Periodic Reporting for period 1 - distraction (Distraction as a Philosophical Concept and a Stylistic Device in France and Italy.17th-19th Centuries)

Reporting period: 2015-09-07 to 2017-09-06

The project proposed to challenge and reassess the historical development of ‘distraction’ in its philosophical and literary implications. The dominant Augustinian-Pascalian strain of Western thought has traditionally viewed distraction as an expression of human imperfection, which must be corrected in favor of concentration and logical thinking. This project reconstructed how the 17th and 18th centuries witnessed a different understanding of distraction in both the ethical and the aesthetic-cognitive spheres, paving the way to its revaluation as a productive resource, in literary and stylistic terms, between the 18th and 19th centuries.

By focusing on the French and Italian linguistic and cultural domains, the project showed how distraction intersected and mirrored the cultural tensions from the Old Regime to the post-revolutionary decades, thereby providing a different viewpoint for reassessing long-established critical, philosophical, and historiographic concepts. In particular, the research addressed the ways in which distraction tackles such binary oppositions as truth/falsehood, objectivity/subjectivity, fact/fiction, thereby blurring the borders between philosophical-theoretical and literary-fictional forms of writing.

The project reconstructed a fluid moment in Western cultural history, witnessing a profound reconfiguration of philosophical and rhetorical praxes, whose outcome may be identified in literature in its modern (i.e. post-Romantic) understanding. The project also challenged the dominating Anglo- and German-centric narratives about pre-Romanticism and Romanticism, by rooting the difference of specific, hybrid intellectual experiences occurring in the French- and Italian-speaking domains of the 18th and 19th centuries in this alternative strain of thought. 

The project had two main objectives:

a) investigating the historical-genealogical roots of the re-evaluation of distraction in the ethical and the aesthetic-cognitive spheres.

b) analyzing the implications of this shift in artistic, literary, and stylistic terms.
"In addressing the first objective, the project started with the examination of the ethical-moral dimension of distraction.
Focusing on the one hand, on the new attention paid to inner life through the Counter-Reformation, and, on the other, on the problem of happiness in the ‘philosophy of divertissement’, the fellow investigated the ways in distraction intersects the Libertine emphasis on sensualistic understanding of subjectivity, thereby undermining the precept of nosce te ipsum and the traditional equalization of happiness and knowledge.
Secondly, with respect to the first objective, the project took into account the aesthetic-cognitive sphere, by studying the long-lasting influence of Locke’s ""Essay Concerning Human Understanding"" between France and Italy, with special reference to Condillac and Francesco Soave. This phase allowed the fellow to highlight the increasing epistemological centrality of distraction through the 18th century and its impact on later authors, such as Leopardi and Maine de Biran.

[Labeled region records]
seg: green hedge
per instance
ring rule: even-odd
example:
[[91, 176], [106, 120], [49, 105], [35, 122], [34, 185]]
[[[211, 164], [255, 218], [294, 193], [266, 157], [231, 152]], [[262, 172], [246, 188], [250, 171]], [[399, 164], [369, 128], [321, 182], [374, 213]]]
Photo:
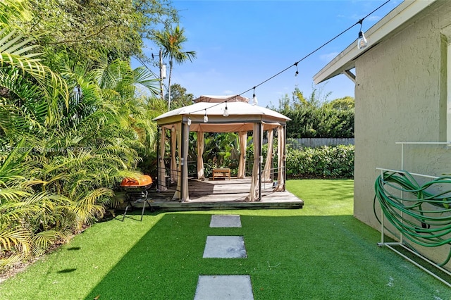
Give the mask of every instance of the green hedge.
[[287, 149], [289, 178], [353, 178], [354, 146]]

▸ The tasks
1. In the project report on distraction, which two figures are named in connection with the influence of Locke's "Essay Concerning Human Understanding" between France and Italy?
2. Write the next part of the project report on distraction, starting after its last sentence.

▸ Response list
1. Condillac and Francesco Soave.

2.
Finally, in addressing the second objective, which aimed at showing the ways in which philosophical and psychological theories of distraction reverberate in the literary sphere, some case studies have been selected (including Diderot, Rousseau, Maine de Biran, Leopardi, Stendhal). This phase revealed distraction as a conceptual device blurring the borders between theoretical and creative writing, foreshadowing new artistic and writing praxes, as well as a new understanding of subjectivity and memory.

"Compared to previous studies (including one that came out during the project lifetime: ""Distraction; Problems of Attention in Eighteenth-Century Literature"", by N.M. Phillips, John Hopkins University Press, 2016), this research engaged in a more comprehensive and systematic inquiry, with two specific elements of newness.

On the one hand, distraction was considered in all its manifold aspects (ethical-moral, aesthetic-cognitive and stylistic-literary): that is why the research intentionally covered a plurality of concepts – including divertissement, rêverie, diversion, and digression, which, albeit originating in different fields, form nonetheless a homogeneous semantic constellation.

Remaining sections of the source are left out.